_CONSIGNE 1_
Dressez la liste de tous les lieux où, d'après l'article sur Beirut Sepia, la comédienne a présenté ses performances.
_CONSIGNE 2_
Répondez à ces questions sur l'article consacré à Beirut Sepia :
(a) Combien de temps dure la performance ?
(b) Depuis quel âge Chrystèle Khodr connaît-elle les planches ?
(c) Quelle couleur est présentée comme celle de l'indifférence ?
_CONSIGNE 3_
Reprenez l'article sur Beirut Sepia et poursuivez-le à partir de sa dernière phrase.

_EXTRAIT FOURNI_
+ + +
Dans « Beirut Sepia », écrite et interprétée par Chrystèle Khodr, la comédienne établit un dialogue avec sa ville natale et se reconnecte avec elle.

Chrystèle Khodr, conteuse d’histoires. Photo Rima Maroun

La guerre du Liban venait d’entrer dans sa dixième année lorsque Chrystèle Khodr a fait son entrée au monde. La comédienne – artiste du mois d’avril 2017 du prix L’OLJ/SGBL Génération Orient saison II – n’aura donc pas connu la douceur du Liban ni compris comment sa capitale a sombré tout à coup dans la violence et la laideur absolues. Elle a probablement entendu dire (sans y croire vraiment) que le Liban était une terre de lait et de miel, et a cherché à savoir la véracité des histoires reçues. Pour Chrystèle Khodr, qui connaît les planches depuis l’âge de onze ans et qui a choisi l’aspect difficile du parcours théâtral, la scène représente l’espace idéal pour raconter des histoires. Dans Beirut Sepia, performance de quarante minutes qui se joue depuis quelques années mais qui n’a pas pris une seule ride, la scène est le lieu propice de reconnexion avec sa ville. Après Zoukak, le théâtre Shams, des villes françaises comme Lyon ou Marseille, la comédienne s’est installée à Hammana Artist House pour y interpréter deux performances, chargées d’émotions nouvelles. Comme une carte postale ou même une toile impressionniste qu’elle croque de la capitale libanaise, ce sont les sentiments qui affleurent dans une couleur sépia. Les sentiments n’ont pas de couleur, diriez-vous. Bien au contraire. Les sentiments se déclinent du noir au blanc en passant par le gris, couleur de l’indifférence, et du bleu au rouge en traversant des rivages de vert, de jaune et d’orangé, de la froideur à la passion. Lesquelles finissent toutes par se ternir et virer au marron clair ou au brun, couleur de nostalgie.
+ + +
_CONTENU DES DONNÉES_

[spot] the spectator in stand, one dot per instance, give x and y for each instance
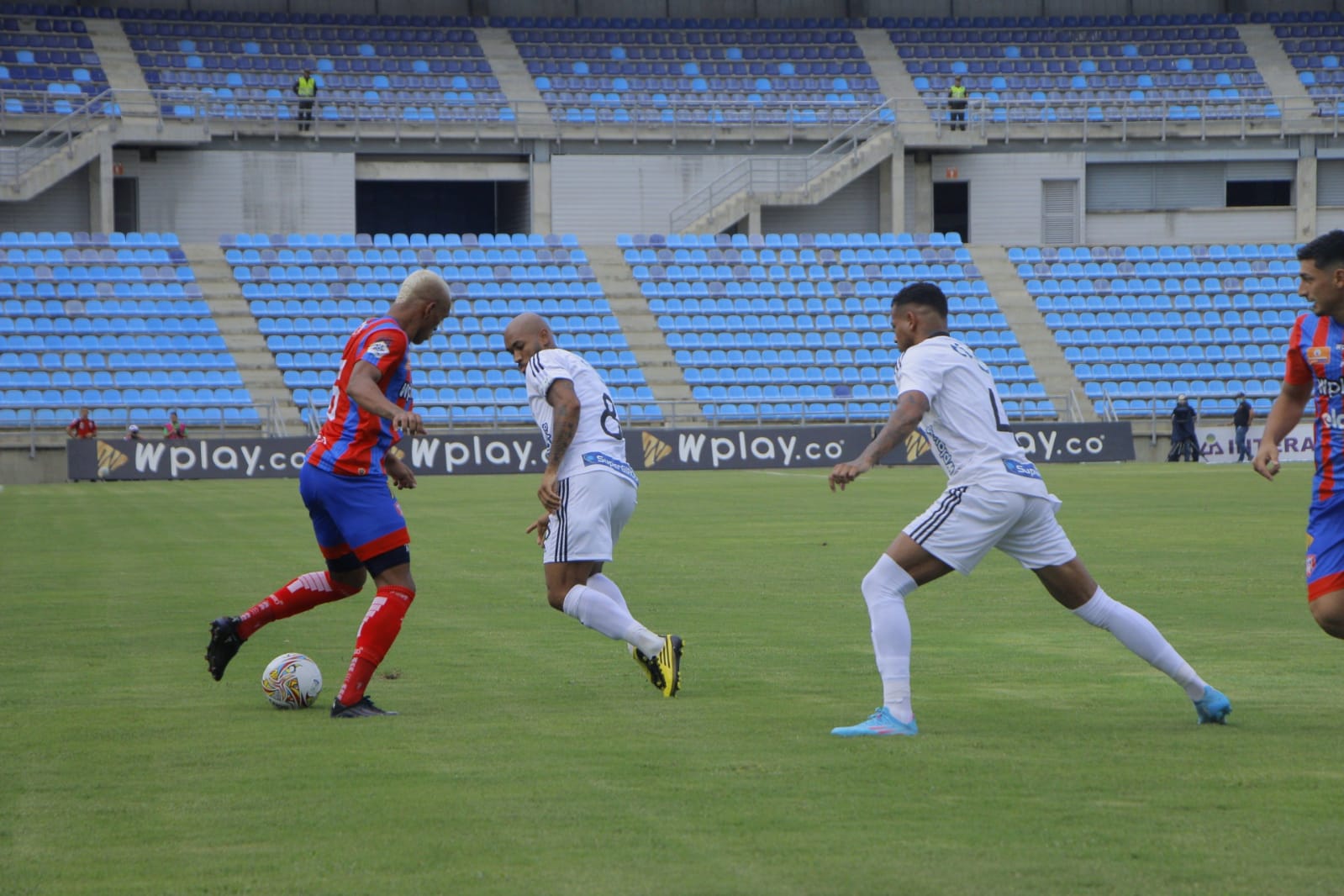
+ + +
_RÉSULTAT FINAL 1_
- Zoukak
- le théâtre Shams
- Lyon
- Marseille
- Hammana Artist House

_RÉSULTAT FINAL 2_
(a) Quarante minutes.
(b) Depuis l'âge de onze ans.
(c) Le gris.

_RÉSULTAT FINAL 3_
Réconciliés...
Chrystèle Khodr est seule sur scène. Les spectateurs forment un arc de cercle autour d’elle. Elle a une voix grave mais douce, des yeux teintés de mélancolie et un sourire communicatif qui se dessine sur ses lèvres chaque fois qu’elle plonge son regard dans celui du spectateur. Elle avance, pieds nus, parfois à pas de félin. Chrystèle Khodr chuchote, susurre à nos oreilles et aux oreilles de la mémoire. Des souvenirs défilent. Ceux d’un quotidien pas très heureux. De ses doigts de Pénélope, elle tricote des réminiscences et les enfile une à une. On suit le moindre de ses gestes même lorsqu’elle se vernit les ongles des pieds ou cire les chaussures d’un spectateur. Elle s’assied à côté d’un autre et lui distille des confidences. Elle impose le silence et récupère la parole à la volée. Elle interroge sa ville, prend le public à témoin. Elle voudrait savoir, comprendre. Elle voudrait aimer. Aimer, malgré tout, ce peuple et ses faiblesses, ses inconstances, sa non-maturité que tout le monde lui reproche. Oui bien sûr, le Libanais est une mauvaise herbe selon certains ou une herbe folle selon d’autres, qui a poussé sans être arrosée par les progrès de l’Occident, parce qu’il a raté le train alors qu’il filait à toute vitesse. Mais cette herbe a résisté et a grandi en s’accrochant parfois à de belles plantes.Chrystèle Khodr l’aura compris et aura fait comprendre au public présent qu’il nous faudra du temps pour nous reconnecter avec notre ville car il faudrait d’abord se reconnecter avec soi-même. On sort de ces quarante minutes de monologue apaisés. Presque réconciliés avec Beyrouth.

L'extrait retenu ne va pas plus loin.